• Exercices à réaliser:
1. D'après le passage fourni, par quels termes l'arbitre a-t-il qualifié les ordres donnés au requérant ?
2. Recopiez fidèlement une partie du passage fourni : commencez aux mots « L'arbitre a de » et arrêtez-vous après les mots « manifestes de la loi. ».
3. Condensez sous forme de liste le paragraphe du passage fourni qui commence par « L'arbitre a également jugé », en conservant ses faits principaux.

• Passage fourni:
Je reconnais qu'il y avait un certain risque qu'il se fasse prendre, ce qui aurait pu entraîner sa «disparition», mais si on considère les crimes auxquels il a participé, il aurait dû courir ce risque.  Il était presque certain que l'une de ses victimes finirait par mourir, alors que la possibilité que M. Caballero se fasse prendre et soit puni en conséquence était minime.  Une personne raisonnable ayant l'intention de minimiser sa complicité dans des crimes de ce genre se serait enfuie.  M. Caballero a choisi de demeurer et de participer à ces crimes contre l'humanité.[5]

 

 

            L'arbitre a de plus conclu que les ordres donnés au requérant étaient «manifestement illégaux» et que toute personne intelligente et raisonnable aurait su que les kidnappings, les cas de torture et les exécutions constituaient des violations flagrantes et manifestes de la loi.

 

            L'arbitre a également jugé que le requérant était responsable de la situation difficile dans laquelle il se trouvait.  Malgré que le requérant ait dû s'enrôler dans l'armée contre son gré, l'arbitre note qu'il a néanmoins été promu.  Après avoir épuisé tous les moyens légaux et conventionnels de quitter l'armée, le requérant aurait pu selon l'arbitre avoir recours à certains moyens extraordinaires ou non conventionnels pour éviter de continuer à être complice.  Toutefois, le requérant a choisi de participer et il est donc responsable dans une très large mesure de la situation dans laquelle il se trouvait.

• Données fournies:

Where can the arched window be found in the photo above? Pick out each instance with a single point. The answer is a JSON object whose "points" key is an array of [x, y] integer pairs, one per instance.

• Résultats des exercices:
1. L'arbitre a qualifié ces ordres de «manifestement illégaux».

2.
L'arbitre a de plus conclu que les ordres donnés au requérant étaient «manifestement illégaux» et que toute personne intelligente et raisonnable aurait su que les kidnappings, les cas de torture et les exécutions constituaient des violations flagrantes et manifestes de la loi.

3.
- L'arbitre a jugé le requérant responsable de la situation difficile dans laquelle il se trouvait.
- Bien qu'enrôlé dans l'armée contre son gré, le requérant a néanmoins été promu.
- Selon l'arbitre, après avoir épuisé les moyens légaux et conventionnels de quitter l'armée, le requérant aurait pu recourir à des moyens extraordinaires ou non conventionnels pour cesser d'être complice.
- Le requérant a choisi de participer et il est donc responsable, dans une très large mesure, de sa situation.